Copy the passage from the GitHub issue on the `lowestThreshold` argument word for word, from "I propose to" through "do you think?", inclusive.
Top of Excerpt
Open-Systems-Pharmacology / OSPSuite-R

R package for the OSPSuite
https://www.open-systems-pharmacology.org/OSPSuite-R/
Other
28 stars 12 forks source link

`DataCombined$addSimulationResults()`: new argument `lowestThreshold` #1164

Open PavelBal opened 1 year ago

PavelBal commented 1 year ago

Comparing simulation results with observed data may become a challenge when reported observed values are 0 or below a lower limit of quantification (BLOQ). By desing, simulated values will never become 0, and simulated values BLOQ of observed data cannot be reliably compared with the data.

In both cases, both simulated and observed values can be substituted by a defined value, that would allow their direct comparios. E.g, zeros in the observed data can be replaced by a threshold value which is the detection limit of the assay. In this case, all simulated values below this threshold should also be set to the threshold, and we can assume them as "not detected".

I propose to add an argument lowestThreshold = NULL to the method of adding simulation results to DataCombined (and, optionally, to adding DataSet of observed data). If defined, all values below this threshold will be replaced by the threshold.

@Yuri05 @msevestre @svavil what do you think?

svavil commented 1 year ago

If we go along the route of modifying the underlying data, it's important to use the same threshold across addSimulationResults and addDataset functions.
Bottom of Excerpt
Top of Entries supplied
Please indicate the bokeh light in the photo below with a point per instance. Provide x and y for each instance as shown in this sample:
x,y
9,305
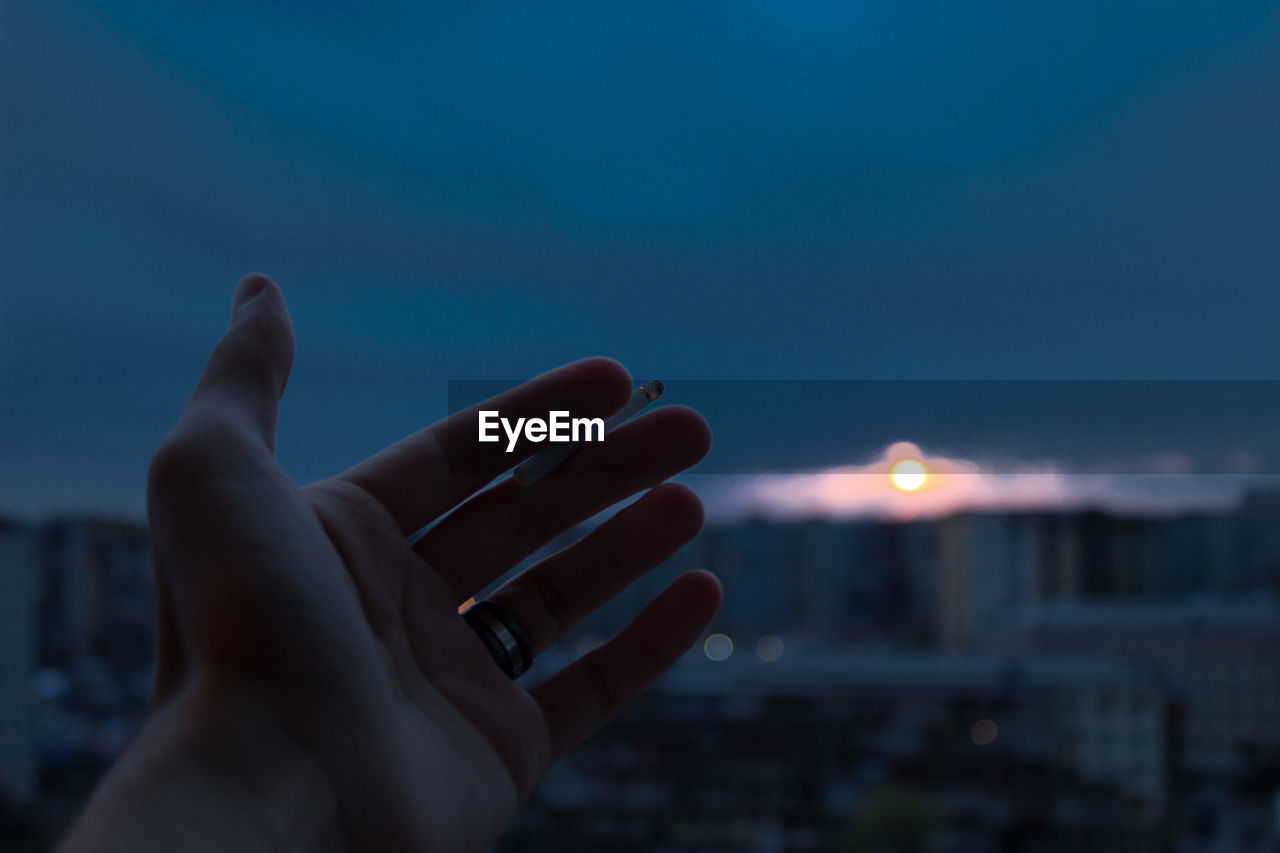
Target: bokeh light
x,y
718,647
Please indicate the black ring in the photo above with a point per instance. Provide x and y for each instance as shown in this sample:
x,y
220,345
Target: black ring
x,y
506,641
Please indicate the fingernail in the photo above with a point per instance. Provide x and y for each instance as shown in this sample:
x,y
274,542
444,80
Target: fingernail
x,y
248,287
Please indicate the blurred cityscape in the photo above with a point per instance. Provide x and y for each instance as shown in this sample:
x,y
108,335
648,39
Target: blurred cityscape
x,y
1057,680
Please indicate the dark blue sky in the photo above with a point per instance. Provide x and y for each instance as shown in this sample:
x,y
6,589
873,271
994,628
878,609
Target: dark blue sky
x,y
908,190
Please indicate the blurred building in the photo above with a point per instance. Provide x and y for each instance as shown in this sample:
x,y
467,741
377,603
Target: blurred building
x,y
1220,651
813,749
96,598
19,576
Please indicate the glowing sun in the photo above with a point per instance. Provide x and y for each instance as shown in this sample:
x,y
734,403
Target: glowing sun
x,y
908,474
Bottom of Entries supplied
**Answer space**:
I propose to add an argument lowestThreshold = NULL to the method of adding simulation results to DataCombined (and, optionally, to adding DataSet of observed data). If defined, all values below this threshold will be replaced by the threshold.

@Yuri05 @msevestre @svavil what do you think?